:: What you need to do ::
Scale everything from the line containing "Greenhouse-scouting task: tag the stucco" down through the line containing "point(49, 199)" by repeating those lines in full, requests included, with each point coordinate in the answers multiplied by 1.25 and rounded to a whole number, halves rounded up. Return only these lines.

:: Dataset rows ::

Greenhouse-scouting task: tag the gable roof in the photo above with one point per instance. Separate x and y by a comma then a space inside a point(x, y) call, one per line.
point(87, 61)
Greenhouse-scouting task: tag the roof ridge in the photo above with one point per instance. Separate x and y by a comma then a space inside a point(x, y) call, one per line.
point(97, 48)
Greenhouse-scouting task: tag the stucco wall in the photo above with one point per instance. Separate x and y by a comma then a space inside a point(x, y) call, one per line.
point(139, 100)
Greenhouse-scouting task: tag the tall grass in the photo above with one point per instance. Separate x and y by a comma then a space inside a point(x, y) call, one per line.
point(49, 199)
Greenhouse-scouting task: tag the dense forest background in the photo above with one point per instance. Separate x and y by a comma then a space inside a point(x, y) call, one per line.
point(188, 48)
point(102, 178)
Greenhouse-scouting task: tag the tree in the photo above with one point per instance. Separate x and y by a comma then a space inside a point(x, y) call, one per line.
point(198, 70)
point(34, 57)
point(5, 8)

:: The reply ::
Greenhouse-scouting task: tag the stucco wall in the photo above with one point per instance. Separate x and y by a comma then a space inside a point(x, y) call, one per line.
point(174, 125)
Greenhouse-scouting task: tag the tall grass in the photo above with one point per instance. Separate x and y by a comma then a space inside a point(x, y) call, one per line.
point(61, 249)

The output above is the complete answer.